* [Passage shown]:
Some clients come to therapy with an art background and others do not, but either way I have found that as the sessions unfold most clients will begin to incorporate newer and unfamiliar materials into their repertoire if given the possibility. Exploration of materials can cause a client to feel anxiety, excitement, or often a mixture of both feelings.
Finding Resonance with Certain Materials
The creation of something new is not accomplished by the intellect but by the play instinct acting from inner necessity. The creative mind plays with the objects it loves.
(C.G. Jung)
Over time and especially starting in college, I began to develop a stronger pull to certain materials over others – particularly acrylic paint and mixed media such as texture pastes and collaged materials. Although I love to experiment with other materials, these are the ones that have fascinated me and resonated with me the most over the last number of years.
Similarly, in the relationship between therapist and client, certain approaches may start to emerge that prove more effective than others. This could take the form of different theoretical approaches that the therapist utilizes, or simply small routines that begin or end each session. An art therapy client will usually be drawn to certain materials and techniques over others. Some of my current clients work almost exclusively in pen and ink on paper, while others work week after week with acrylic paint on canvas. Each client feels a certain resonance with certain materials, whether it is a conscious or an unconscious one. The client’s choice of materials will often change to reflect his or her changing mental and emotional stage.
Building a Personal Vocabulary with Materials and Symbols
Living is a form of not being sure, not knowing what next or how. The moment you know how, you begin to die a little. The artist never entirely knows. We guess. We may be wrong, but we take leap after leap in the dark. (Agnes De Mille)
Finding a certain resonance with materials in the case of the artist, or with methods in the therapeutic relationship allows both to gain greater coherence creatively and therapeutically. After this has started to happen, certain imagery and symbols in the studio begin to emerge fairly reliably despite the varied number of pieces. Similarly, with therapy the therapist and client will begin to see patterns emerging in the themes that are explored. They will keep emerging even if one or both people are not directly addressing them.
It is up to the artist or the client to hold each new symbol or theme up to their own light and decide whether it will be integrated into their sense of self, set aside for later, or discarded all together.
The Continuous Dialogue
A painting is never finished – it simply stops in interesting places.
(Paul Gardner)
An artist’s body of work will continue to evolve for as long as the artist keeps creating in life. Similarly, even after a client has stopped seeing a particular therapist, the dialogue that was started in the therapeutic relationship will ideally be carried out of the therapist’s “office” and out into the world. The dialogue will change forms and evolve within the context of old and new relationships as the client has new experiences.
This is yet another aspect that creating for the artist and the art of therapy have in common. Neither one is black and white, especially in the fact that both are ongoing. An artist may complete a specific painting, but then it is onto the next piece and the next. Each piece consciously or subconsciously informs the next in some way. Similarly, the experience of therapy itself ideally expands outwards into widening circles within the client’s life.

(Dataset entries)
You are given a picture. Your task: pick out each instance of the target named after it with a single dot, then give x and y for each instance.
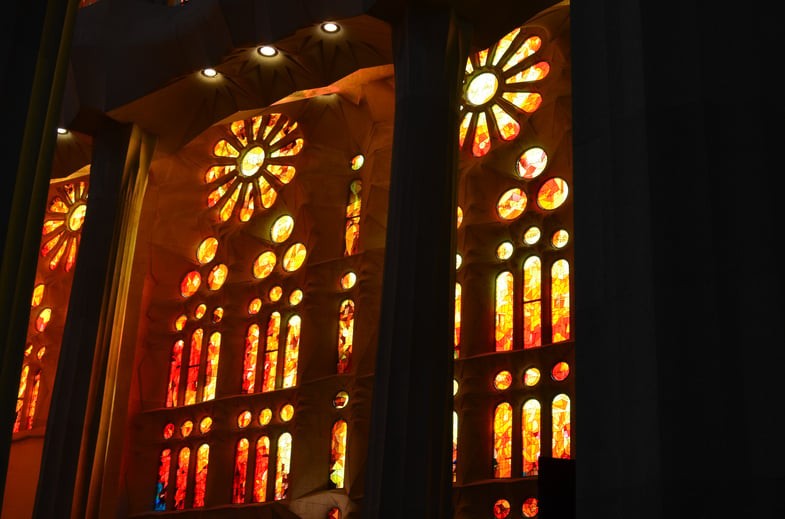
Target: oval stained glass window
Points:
(294, 257)
(511, 204)
(552, 193)
(205, 252)
(264, 264)
(531, 163)
(282, 229)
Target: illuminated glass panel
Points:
(271, 352)
(560, 416)
(283, 466)
(345, 336)
(504, 304)
(532, 302)
(261, 469)
(249, 362)
(200, 482)
(162, 485)
(181, 478)
(502, 441)
(560, 300)
(531, 437)
(211, 370)
(292, 351)
(192, 382)
(352, 233)
(338, 455)
(240, 471)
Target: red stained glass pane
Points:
(502, 441)
(345, 336)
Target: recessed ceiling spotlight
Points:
(330, 27)
(267, 51)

* [What you need to do]:
(a) List every person whose quotation appears in the passage on art and therapy.
(b) In the passage on art and therapy, what three choices does the artist or client have for each new symbol or theme?

* [Numbered responses]:
(a)
C.G. Jung
Agnes De Mille
Paul Gardner

(b) To integrate it into their sense of self, set it aside for later, or discard it altogether.